» Document extract:
━━━━━━
Newcastle-born, London-based multi-instrumentalist AJIMAL released his new album, As It Grows Dark / Light last month on June 26th. The album was produced with Guy Massey (Spiritualized, Bill Fay, The Divine Comedy, The Beatles, Paul Simon), and showcases AJIMAL’s haunting and bold songwriting, with intimate vocals that weave an otherworldly soundscape of unconventional synth, piano and string textures.
AJIMAL is the creative outlet for Fran O’Hanlon, a doctor by day, who acquired the project’s name in the aftermath of being caught up in Haiti’s 2010 earthquake crisis. Whilst working at a field hospital during his medical studies, he found himself in the presence of an infamous former voodoo priest, from whom he would later derive the moniker. Following this experience, O’Hanlon went on to release his 2015 AJIMAL debut with CHIILDHOOD, recorded and released as he was qualifying to be a doctor.
As It Grows Dark / Light is the product of a collaboration with Guy Massey which began fortuitously, when O’Hanlon won a Focusrite recording competition, despite never having entered (he suspects a friend did so on his behalf). Although a classically trained pianist, O’Hanlon feels much more comfortable writing and exploring music by ear, rather than through the more rigid classical syllabus he grew up with, and he further credits Guy Massey for pushing his boundaries as an artist.
━━━━━━
» Activities:
a) Quote the passage of the AJIMAL article between "AJIMAL is the" and "be a doctor.", inclusive.
b) Pick up the AJIMAL article after its final sentence and keep writing.

» Supplied data:
━━━━━━
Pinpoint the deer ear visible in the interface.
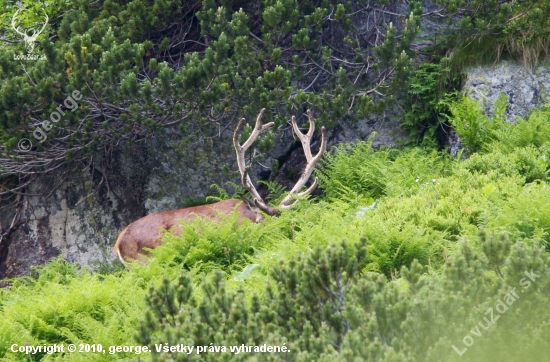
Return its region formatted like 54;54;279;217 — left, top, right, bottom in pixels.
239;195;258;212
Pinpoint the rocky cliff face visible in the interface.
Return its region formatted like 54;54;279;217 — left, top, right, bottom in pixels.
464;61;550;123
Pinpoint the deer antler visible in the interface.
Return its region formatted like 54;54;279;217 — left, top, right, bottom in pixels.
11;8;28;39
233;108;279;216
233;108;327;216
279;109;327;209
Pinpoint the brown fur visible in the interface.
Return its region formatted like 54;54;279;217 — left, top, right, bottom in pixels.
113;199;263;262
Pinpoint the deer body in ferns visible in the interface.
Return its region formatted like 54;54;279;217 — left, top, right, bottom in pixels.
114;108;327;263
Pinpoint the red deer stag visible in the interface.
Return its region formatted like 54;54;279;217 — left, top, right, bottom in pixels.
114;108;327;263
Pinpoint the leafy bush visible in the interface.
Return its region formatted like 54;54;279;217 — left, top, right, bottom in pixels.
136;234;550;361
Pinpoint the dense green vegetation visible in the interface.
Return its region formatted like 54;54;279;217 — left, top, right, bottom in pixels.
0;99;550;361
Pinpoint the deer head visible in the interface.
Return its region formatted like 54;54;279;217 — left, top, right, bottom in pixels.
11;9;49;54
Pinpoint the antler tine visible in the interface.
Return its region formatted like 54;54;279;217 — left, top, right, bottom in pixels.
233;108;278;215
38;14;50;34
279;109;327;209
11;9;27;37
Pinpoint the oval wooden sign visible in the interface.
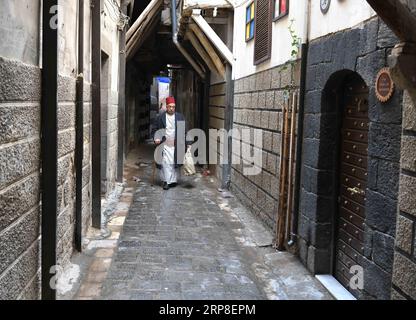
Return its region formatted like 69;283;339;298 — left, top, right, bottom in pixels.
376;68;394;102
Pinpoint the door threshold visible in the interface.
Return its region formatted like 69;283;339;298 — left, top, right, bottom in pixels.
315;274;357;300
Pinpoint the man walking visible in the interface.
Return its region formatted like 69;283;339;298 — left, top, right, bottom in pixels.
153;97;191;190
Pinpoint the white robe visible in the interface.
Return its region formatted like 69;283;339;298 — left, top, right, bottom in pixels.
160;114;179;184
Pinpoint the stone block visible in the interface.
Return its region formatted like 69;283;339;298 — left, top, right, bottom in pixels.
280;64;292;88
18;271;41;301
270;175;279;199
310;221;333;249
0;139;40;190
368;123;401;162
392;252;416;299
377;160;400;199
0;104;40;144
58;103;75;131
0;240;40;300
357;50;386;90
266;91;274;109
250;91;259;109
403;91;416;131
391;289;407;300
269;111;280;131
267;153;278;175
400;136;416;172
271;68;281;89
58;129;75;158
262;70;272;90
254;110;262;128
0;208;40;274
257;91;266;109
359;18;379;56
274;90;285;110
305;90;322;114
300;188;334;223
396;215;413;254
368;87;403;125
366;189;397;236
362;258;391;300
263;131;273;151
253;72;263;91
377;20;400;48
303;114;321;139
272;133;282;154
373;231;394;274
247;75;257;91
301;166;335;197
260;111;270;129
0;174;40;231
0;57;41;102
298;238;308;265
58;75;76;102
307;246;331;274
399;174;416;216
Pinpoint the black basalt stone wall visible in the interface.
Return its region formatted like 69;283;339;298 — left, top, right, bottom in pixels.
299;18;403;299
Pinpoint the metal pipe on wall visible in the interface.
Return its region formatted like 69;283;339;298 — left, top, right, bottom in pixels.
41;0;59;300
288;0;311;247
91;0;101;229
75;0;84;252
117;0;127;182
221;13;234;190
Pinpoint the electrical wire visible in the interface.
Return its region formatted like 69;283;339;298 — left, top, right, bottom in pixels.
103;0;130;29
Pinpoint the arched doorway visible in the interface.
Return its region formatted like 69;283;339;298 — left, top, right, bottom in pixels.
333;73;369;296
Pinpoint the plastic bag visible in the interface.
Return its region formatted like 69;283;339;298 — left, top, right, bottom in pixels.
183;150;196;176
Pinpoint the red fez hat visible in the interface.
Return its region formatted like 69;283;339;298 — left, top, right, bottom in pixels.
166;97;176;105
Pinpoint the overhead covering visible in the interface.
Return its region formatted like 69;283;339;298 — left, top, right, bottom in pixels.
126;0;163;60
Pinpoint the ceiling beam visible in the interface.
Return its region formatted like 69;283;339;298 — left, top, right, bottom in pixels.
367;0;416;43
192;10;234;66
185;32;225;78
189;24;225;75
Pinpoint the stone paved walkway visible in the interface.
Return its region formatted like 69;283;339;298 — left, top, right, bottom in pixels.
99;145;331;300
━━━━━━
» Task-by-task results:
a)
AJIMAL is the creative outlet for Fran O’Hanlon, a doctor by day, who acquired the project’s name in the aftermath of being caught up in Haiti’s 2010 earthquake crisis. Whilst working at a field hospital during his medical studies, he found himself in the presence of an infamous former voodoo priest, from whom he would later derive the moniker. Following this experience, O’Hanlon went on to release his 2015 AJIMAL debut with CHIILDHOOD, recorded and released as he was qualifying to be a doctor.

b)
Of their unconventional recording experience, he explains “Guy and I have recorded all sorts of bizarre things in the time we’ve been making the album… we’ve prepared pianos with gaffa tape and coins, we’ve used hairdryers to blow toilet roll onto guitar strings to create drones and put silicon beads in speaker cones to record the vibrations, scrunched biscuit wrappers to sound like footsteps on gravel, time stretched pianos, harps, strings, voices, musical saws. It’s been a lot of fun to experiment with.”
AJIMAL also drew in others in his orbit to contribute to the sonic textures of the release. School friend Emily Hoile, now of the Berlin Philharmonic Orchestra, features on harp. London-based composer Hinako Omori, another chance meeting via the competition, adds flute to the equation. He is also accompanied by a cast of string and brass players, including Sal Herbert and Ian Burdge. O’Hanlon sought out acclaimed German digital collage artist drømsjel, who created a custom collection for the album artwork.
Fran recently created an incredible video whilst he was quarantining (recovering himself from covid symptoms) for recent single from the album “Above All Else, Be Kind” which features a host of his musical friends (Eliza Shaddad, Friendly Fires, Lucy Rose) alongside friends who work in healthcare across the UK – hospital medics, infectious disease specialists, geriatricians, nurses, a kidney specialist, GPs, paramedics and anaesthetists…
AJIMAL was recently announced in second place for Glastonbury’s 2020 Emerging Talent competition, and fingers crossed, he will play the festival when it returns next year. A collection of remixes will also be released in the new year with confirmed contributions from Everything Everything and Edd Gibson (Friendly Fires).